Even non-representational works can take hold of us, like the breathing colour fields of Mark Rothko's paintings or the beautiful ambience of Max Richter's music. Sometimes, artworks have such a magnetic pull that we forget the actual world around us and lose our sense of time and place, of other people - and sometimes even of ourselves. The French art critic Denis Diderot (1713-84) called such immersive experiences 'art at its most magical'. Once a painting by Claude-Joseph Vernet (1714-89) pulled Diderot inside a pastoral river scene so completely and enjoyably that he compared the experience to a divine mode of existence:
"Where am I at this moment? What is all this surrounding me? I don't know, I can't say. What's lacking? Nothing. What do I want? Nothing. If there is a God, his being must be like this, taking pleasure in himself."No wonder, then, that there is a certain sense of wistfulness when it all ends, when the lights come up or the last page is turned, and we find ourselves back where we were, forced to carry on with our daily lives.
The idea of artworks as portals to other worlds dates back several centuries, and it has become a commonplace way of talking about our experiences with art. In Pictures and Tears (2001), the art historian James Elkins called it the 'travelling theory' of aesthetic experience. The obvious problem with this theory, however, is that it sounds terribly metaphorical. In reality, I never leave my place in physical space. I'm there in the gallery, the auditorium or on my sofa all along. Try as I might, I cannot enter Bruegel's landscape by touching the canvas, nor can I run into the world of Hamlet by running onto the stage. The artwork allows me only to peer as if from a threshold, where I can see inside but never enter. Here we face what I call the paradox of aesthetic immersion: when I'm immersed in artwork, I seem to go somewhere without going anywhere, and I seem to be in two worlds at once, and yet I'm not properly in either.
So what kind of 'travelling' are we talking about?
One way to answer this question is to look closer at the phenomenology of immersive experiences - that is, the way immersion is experienced in the first-person perspective. The Polish phenomenologist Roman Ingarden (1893-1970) argued that artworks are peculiar entities that exist somewhere between the mental and the physical reality, irreducible to either but dependent on both. An artwork necessarily requires a physical basis, such as pigments on a canvas, a block of marble, letters on a page, people on the stage - in short, an external object or state of affairs that the perceiver can engage with. However, the work also needs a perceiver to blossom into what Ingarden called the aesthetic object, the artwork as experienced: it is the consciousness of the perceiver that turns the letters on a page into an imagined world, sees a landscape in a painted surface, or hears sadness in a melody.
As a mind-independent object, the artwork is a skeleton to which I give flesh by attending to it. Indeed, when perceiving an artwork, we often literally overlook the artwork as a physical object; I'm not usually aware of the letters on the page or the pigments on the canvas, as my consciousness glides over them and attends to the depicted or narrated world that opens up in engagement with the artwork. This world is not localisable in physical space. No map can lead me there. The only entry goes through the artwork. Neither is the artwork's world a mere mental event inside my consciousness, like a phantasm or a memory, because I experience the artwork's world as something external to my consciousness. As the French philosopher Mikel Dufrenne (1910-95) says, the artwork 'appears in the world as something not of the world', as an irruption of a new world in the midst of the actual world.

- - - - - - -

ACTIONS TO TAKE:
1. Please recast the paragraph of the essay on aesthetic immersion that begins "One way to answer this question" as a short bulleted list that keeps its main facts.
2. Pick up the essay on aesthetic immersion after its final sentence and carry its argument forward by one paragraph.
The items that come after the essay on aesthetic immersion are separate material.

- - - - - - -

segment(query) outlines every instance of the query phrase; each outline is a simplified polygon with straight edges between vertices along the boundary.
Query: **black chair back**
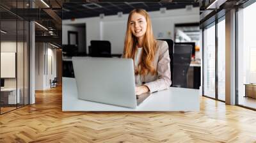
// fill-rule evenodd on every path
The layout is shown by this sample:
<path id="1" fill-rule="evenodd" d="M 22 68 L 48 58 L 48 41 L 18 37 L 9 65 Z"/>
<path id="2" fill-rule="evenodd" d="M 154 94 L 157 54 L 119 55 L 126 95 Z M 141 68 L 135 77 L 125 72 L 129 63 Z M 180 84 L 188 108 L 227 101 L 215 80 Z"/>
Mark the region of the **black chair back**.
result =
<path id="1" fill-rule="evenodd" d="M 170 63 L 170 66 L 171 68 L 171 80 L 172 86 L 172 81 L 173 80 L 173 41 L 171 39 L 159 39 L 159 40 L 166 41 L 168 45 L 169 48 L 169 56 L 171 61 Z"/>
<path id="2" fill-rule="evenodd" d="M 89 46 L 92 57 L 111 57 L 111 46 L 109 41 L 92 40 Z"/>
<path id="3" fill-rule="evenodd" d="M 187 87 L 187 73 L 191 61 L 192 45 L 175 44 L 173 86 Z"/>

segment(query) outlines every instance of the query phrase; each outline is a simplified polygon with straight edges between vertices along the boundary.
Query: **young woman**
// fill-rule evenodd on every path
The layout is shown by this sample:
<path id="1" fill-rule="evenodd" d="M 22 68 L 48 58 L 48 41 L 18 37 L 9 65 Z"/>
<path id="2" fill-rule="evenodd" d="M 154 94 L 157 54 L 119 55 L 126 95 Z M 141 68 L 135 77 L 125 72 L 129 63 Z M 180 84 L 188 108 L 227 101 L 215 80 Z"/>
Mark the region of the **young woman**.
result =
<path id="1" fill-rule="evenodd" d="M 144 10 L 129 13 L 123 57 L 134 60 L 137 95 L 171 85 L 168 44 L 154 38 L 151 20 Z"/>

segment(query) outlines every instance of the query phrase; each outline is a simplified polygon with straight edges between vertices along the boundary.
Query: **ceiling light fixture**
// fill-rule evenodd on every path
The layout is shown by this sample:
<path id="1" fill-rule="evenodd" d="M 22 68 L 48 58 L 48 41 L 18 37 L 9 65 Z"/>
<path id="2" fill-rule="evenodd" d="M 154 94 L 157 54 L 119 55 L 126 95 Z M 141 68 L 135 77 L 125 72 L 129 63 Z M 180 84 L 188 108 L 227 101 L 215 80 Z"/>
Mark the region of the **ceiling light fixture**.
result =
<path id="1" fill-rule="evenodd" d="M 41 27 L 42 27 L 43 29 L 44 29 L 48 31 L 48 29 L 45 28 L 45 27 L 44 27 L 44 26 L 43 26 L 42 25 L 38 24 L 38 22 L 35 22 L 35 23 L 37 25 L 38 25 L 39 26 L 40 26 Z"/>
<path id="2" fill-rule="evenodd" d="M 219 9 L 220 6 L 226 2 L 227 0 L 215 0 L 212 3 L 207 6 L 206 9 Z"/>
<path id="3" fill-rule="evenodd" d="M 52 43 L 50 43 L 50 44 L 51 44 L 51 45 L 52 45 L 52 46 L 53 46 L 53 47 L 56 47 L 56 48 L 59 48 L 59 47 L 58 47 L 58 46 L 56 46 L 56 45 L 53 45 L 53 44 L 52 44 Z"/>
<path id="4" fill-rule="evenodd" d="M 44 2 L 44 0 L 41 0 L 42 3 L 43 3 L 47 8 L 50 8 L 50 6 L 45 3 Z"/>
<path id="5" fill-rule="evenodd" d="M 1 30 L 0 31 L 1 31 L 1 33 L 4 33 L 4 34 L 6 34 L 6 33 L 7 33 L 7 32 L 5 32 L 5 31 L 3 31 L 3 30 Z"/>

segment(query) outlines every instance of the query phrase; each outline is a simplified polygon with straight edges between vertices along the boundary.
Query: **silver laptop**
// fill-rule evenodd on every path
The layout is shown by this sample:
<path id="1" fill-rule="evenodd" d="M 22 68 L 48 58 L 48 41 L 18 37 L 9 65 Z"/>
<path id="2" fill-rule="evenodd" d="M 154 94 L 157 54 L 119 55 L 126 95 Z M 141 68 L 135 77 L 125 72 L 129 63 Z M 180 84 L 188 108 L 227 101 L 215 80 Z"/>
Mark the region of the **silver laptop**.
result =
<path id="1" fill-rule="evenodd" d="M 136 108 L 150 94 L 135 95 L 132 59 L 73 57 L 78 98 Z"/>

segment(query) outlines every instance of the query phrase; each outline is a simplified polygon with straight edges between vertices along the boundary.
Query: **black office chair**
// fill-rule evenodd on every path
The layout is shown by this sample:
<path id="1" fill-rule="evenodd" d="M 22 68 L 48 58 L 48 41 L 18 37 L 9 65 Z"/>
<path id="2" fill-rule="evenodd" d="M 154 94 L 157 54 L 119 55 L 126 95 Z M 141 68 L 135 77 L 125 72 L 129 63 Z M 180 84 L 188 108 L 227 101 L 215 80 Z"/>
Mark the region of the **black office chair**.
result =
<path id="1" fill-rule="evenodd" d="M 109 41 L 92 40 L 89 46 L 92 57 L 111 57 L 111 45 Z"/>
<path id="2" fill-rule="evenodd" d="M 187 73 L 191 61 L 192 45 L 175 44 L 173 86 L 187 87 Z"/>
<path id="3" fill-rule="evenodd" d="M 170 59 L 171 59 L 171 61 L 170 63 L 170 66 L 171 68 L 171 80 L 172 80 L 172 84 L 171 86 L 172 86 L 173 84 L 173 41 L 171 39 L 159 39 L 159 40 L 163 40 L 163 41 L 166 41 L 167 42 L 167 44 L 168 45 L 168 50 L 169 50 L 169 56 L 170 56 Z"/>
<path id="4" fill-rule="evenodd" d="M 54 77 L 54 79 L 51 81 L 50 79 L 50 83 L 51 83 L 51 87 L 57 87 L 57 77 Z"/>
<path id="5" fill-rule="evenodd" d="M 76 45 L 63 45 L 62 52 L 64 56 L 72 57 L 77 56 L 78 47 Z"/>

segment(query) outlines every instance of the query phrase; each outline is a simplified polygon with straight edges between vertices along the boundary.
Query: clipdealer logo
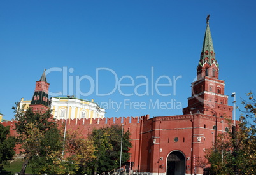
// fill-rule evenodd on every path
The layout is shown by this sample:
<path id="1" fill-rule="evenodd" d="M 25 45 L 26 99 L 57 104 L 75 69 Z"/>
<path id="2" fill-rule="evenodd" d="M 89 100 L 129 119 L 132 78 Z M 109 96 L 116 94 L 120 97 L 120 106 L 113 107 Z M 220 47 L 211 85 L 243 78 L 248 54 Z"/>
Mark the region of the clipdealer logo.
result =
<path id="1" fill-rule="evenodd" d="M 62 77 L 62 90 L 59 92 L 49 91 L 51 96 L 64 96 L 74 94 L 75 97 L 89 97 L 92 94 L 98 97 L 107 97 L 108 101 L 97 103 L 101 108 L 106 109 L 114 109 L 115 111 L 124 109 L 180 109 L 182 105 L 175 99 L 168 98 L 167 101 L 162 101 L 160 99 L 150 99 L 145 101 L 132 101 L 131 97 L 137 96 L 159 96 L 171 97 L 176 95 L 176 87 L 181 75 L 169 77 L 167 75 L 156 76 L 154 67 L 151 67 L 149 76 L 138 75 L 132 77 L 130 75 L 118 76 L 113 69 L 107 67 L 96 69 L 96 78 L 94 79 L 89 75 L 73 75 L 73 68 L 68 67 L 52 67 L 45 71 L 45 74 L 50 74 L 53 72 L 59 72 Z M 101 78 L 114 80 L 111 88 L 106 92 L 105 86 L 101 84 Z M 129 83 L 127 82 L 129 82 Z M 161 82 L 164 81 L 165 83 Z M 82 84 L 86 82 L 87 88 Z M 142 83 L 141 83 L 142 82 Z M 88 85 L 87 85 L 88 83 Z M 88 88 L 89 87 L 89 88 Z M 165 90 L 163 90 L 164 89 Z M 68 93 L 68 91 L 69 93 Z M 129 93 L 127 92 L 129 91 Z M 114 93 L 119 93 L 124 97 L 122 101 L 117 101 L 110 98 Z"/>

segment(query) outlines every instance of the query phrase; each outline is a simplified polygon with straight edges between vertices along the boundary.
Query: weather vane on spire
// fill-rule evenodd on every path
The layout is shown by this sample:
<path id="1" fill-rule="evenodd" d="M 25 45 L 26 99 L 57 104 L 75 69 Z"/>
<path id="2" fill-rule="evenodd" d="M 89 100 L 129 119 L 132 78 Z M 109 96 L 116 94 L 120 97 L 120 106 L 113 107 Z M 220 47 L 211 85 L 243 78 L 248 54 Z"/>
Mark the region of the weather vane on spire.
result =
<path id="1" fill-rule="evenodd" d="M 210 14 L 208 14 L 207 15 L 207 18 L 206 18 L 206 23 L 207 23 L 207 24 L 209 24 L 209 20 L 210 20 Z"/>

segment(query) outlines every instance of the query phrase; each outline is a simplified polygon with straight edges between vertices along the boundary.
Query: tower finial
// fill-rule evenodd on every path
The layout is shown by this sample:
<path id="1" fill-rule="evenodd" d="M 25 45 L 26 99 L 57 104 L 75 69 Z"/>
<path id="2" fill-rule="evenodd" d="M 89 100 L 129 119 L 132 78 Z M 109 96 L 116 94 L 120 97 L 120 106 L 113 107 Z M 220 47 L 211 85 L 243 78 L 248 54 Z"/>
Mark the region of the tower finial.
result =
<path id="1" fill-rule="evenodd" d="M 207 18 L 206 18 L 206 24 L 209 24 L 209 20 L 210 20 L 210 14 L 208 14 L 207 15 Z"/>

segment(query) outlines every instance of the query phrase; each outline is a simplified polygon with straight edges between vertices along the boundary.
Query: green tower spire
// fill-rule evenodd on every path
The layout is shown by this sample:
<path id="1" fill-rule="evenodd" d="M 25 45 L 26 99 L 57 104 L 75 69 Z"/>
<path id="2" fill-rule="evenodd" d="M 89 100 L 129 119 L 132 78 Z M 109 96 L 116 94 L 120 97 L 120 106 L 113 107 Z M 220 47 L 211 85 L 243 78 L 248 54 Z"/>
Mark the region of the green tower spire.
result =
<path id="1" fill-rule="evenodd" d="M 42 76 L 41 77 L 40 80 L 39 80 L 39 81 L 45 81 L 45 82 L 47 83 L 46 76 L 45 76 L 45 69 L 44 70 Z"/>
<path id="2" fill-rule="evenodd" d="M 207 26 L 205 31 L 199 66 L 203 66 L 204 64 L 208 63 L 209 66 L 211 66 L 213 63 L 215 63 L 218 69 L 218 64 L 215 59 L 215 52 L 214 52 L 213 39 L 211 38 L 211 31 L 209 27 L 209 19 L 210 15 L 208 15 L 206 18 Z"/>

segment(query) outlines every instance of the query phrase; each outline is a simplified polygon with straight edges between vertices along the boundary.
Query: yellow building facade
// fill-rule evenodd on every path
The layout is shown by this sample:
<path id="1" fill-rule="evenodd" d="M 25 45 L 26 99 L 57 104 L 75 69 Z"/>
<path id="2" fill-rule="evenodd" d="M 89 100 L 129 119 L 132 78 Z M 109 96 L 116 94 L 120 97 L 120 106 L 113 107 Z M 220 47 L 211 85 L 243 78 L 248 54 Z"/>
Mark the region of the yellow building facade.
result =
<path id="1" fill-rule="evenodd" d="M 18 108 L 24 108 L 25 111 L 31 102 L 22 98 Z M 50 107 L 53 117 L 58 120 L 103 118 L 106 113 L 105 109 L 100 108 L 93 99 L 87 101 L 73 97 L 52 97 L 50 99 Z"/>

- - - - - - -

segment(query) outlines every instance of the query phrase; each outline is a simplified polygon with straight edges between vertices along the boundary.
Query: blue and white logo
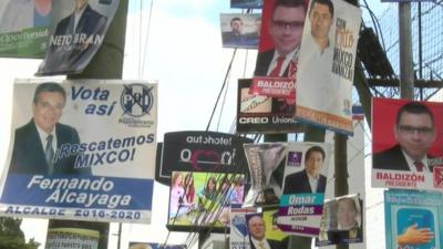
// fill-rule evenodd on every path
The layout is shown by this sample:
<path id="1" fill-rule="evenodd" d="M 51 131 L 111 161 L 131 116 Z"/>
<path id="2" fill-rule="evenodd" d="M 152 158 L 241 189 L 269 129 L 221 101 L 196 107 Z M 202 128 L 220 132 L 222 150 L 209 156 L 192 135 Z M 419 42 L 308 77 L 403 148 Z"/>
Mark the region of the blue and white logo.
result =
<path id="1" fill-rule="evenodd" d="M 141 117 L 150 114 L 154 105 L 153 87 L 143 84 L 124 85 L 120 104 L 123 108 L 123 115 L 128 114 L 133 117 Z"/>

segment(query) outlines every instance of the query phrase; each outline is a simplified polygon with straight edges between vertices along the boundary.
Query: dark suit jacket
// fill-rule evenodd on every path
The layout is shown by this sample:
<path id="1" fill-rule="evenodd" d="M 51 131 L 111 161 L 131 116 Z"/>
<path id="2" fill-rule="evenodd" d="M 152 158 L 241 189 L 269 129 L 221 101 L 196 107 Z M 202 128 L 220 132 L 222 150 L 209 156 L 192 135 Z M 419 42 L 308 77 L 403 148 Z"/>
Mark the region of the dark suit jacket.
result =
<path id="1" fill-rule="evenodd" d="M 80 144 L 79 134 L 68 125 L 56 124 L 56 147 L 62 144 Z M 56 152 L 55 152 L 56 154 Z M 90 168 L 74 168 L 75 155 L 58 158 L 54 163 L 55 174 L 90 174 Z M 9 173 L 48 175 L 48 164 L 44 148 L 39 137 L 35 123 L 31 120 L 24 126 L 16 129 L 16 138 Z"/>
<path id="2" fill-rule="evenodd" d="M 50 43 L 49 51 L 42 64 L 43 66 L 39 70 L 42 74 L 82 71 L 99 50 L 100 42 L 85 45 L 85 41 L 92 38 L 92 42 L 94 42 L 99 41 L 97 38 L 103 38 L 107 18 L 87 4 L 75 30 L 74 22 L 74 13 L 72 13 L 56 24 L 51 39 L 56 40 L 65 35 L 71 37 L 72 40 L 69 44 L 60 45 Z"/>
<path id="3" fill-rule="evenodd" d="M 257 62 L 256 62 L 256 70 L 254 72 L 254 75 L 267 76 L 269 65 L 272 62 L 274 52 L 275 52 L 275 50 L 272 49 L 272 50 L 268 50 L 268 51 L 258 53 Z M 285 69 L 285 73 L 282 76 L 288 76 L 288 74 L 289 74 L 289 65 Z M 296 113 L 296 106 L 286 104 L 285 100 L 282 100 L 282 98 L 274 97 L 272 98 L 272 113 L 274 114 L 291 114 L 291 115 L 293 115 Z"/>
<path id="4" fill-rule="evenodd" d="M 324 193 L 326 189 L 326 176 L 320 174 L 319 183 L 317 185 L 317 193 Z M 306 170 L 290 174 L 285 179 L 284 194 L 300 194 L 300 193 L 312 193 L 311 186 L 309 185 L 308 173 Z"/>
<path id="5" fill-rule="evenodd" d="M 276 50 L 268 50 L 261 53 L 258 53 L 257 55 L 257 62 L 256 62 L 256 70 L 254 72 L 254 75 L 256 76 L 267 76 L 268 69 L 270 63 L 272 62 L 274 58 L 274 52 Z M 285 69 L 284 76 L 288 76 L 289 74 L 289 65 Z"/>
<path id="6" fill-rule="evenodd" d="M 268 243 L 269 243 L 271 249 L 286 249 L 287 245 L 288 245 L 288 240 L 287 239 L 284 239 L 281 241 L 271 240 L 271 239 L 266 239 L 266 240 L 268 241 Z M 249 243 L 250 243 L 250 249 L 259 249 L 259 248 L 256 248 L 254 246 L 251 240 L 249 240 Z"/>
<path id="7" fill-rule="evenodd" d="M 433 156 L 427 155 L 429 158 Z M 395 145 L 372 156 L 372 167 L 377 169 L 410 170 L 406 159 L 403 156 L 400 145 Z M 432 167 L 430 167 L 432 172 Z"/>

- - - - - - -

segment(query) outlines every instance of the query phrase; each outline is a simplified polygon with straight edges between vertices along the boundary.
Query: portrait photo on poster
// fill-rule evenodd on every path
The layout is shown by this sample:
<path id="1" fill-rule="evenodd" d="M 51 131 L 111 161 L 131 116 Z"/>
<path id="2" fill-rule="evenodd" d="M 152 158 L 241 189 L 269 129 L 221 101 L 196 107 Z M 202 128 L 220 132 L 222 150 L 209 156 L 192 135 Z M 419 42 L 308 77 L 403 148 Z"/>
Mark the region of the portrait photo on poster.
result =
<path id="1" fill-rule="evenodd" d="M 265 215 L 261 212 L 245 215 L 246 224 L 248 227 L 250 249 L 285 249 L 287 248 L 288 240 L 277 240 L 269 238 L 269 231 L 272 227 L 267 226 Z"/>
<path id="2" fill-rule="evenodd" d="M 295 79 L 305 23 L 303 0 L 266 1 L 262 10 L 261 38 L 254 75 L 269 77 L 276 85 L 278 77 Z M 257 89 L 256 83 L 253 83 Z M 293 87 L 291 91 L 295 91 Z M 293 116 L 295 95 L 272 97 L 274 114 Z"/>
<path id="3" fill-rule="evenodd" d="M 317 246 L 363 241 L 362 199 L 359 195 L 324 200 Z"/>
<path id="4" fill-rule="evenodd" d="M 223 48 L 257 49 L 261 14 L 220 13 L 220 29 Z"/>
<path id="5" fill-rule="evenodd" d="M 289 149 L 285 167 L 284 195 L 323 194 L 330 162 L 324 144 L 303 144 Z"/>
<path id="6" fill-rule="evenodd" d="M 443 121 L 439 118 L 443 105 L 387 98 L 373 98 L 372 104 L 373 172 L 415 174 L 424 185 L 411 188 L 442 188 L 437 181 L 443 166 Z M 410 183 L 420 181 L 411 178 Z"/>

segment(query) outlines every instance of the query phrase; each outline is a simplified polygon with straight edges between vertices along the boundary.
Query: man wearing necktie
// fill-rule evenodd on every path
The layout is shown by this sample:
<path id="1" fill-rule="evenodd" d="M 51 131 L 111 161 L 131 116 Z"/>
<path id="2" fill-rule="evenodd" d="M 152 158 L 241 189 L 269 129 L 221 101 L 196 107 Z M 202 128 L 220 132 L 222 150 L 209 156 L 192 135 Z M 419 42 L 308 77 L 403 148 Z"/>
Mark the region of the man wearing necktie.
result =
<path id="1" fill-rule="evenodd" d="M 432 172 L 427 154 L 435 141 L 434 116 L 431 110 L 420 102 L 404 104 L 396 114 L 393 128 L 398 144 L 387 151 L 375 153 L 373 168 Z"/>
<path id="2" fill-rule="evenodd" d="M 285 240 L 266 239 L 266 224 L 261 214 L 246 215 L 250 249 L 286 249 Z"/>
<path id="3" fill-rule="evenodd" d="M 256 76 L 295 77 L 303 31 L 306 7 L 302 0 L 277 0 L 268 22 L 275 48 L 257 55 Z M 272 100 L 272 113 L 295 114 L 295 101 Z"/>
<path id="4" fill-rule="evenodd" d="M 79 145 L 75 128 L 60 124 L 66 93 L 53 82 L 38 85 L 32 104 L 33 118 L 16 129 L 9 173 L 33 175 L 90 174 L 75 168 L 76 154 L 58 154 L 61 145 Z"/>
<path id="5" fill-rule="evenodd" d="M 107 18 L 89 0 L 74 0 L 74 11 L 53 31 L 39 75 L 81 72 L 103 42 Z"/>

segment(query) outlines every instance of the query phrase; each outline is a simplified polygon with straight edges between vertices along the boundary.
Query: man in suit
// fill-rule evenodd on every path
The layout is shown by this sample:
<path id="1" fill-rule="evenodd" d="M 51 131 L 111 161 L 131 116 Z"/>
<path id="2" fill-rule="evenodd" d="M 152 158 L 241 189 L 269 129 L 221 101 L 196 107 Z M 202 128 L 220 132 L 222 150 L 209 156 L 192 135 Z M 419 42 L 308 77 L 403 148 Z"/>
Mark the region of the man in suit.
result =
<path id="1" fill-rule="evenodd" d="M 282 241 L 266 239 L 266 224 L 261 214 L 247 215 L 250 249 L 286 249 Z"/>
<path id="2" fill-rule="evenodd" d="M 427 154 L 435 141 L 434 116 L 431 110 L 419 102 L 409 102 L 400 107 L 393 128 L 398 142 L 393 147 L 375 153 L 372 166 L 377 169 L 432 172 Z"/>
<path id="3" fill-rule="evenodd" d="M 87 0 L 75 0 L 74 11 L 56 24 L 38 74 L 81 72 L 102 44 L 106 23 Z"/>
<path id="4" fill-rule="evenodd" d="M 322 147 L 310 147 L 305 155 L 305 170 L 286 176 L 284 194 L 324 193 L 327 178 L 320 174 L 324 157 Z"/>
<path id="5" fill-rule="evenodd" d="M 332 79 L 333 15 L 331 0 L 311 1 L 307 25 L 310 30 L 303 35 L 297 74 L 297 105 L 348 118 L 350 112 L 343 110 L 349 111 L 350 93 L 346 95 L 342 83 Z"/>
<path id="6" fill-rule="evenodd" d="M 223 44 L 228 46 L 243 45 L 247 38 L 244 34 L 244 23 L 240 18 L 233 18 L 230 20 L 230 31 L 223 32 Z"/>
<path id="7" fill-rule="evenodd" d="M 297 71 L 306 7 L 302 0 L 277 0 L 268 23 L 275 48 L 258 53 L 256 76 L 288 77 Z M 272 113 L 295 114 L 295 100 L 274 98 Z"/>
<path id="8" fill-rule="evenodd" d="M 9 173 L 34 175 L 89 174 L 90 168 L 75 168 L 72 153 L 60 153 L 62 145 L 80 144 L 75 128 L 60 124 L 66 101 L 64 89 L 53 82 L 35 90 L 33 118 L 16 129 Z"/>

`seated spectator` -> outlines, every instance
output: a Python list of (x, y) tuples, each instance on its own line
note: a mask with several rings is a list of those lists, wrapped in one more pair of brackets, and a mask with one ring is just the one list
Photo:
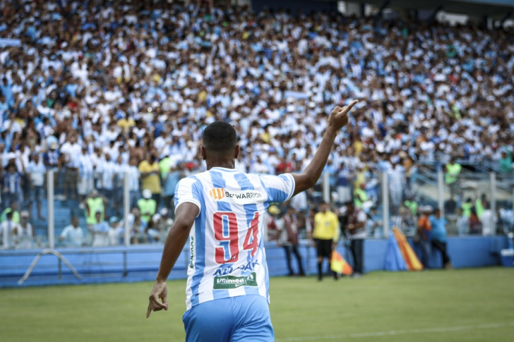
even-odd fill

- - - - - - -

RESPONSES PER TASK:
1.
- Immersion can be examined through its phenomenology, meaning how it is experienced from the first-person perspective.
- The Polish phenomenologist Roman Ingarden (1893-1970) held that artworks exist between mental and physical reality. They cannot be reduced to either, but they depend on both.
- An artwork requires a physical basis that the perceiver can engage with, such as pigments on a canvas, a block of marble, letters on a page, or people on a stage.
- An artwork also needs a perceiver to become what Ingarden called the aesthetic object, the artwork as experienced. The perceiver's consciousness turns letters into an imagined world, sees a landscape in a painted surface, or hears sadness in a melody.

2.
I believe this peculiar ontological inbetweenness offers a key in understanding what happens in an immersive engagement with artworks. In everyday experience, I find myself here, in the midst of the spatially and temporally unified and meaningfully organised world, in which I can interact with objects and other people. Martin Heidegger (1889-1976) argued that this boundedness to the world defines human existence to the extent that his technical term from human existence was Da-sein, literally 'being-there'. The artwork, however, opens a heteronomous world I don't experience as belonging to the spatiotemporal unity of the actual world. Aesthetic immersion then includes a turning away from the actual world towards the world of the work without actually entering it. In my own research, I have attempted to describe the radical experiential changes in the perceiver's place-awareness that such turning involves, most noticeably changes in one's sense of time and space. Engaging with a good book or a film can lead me to lose all track of time and awareness of surroundings.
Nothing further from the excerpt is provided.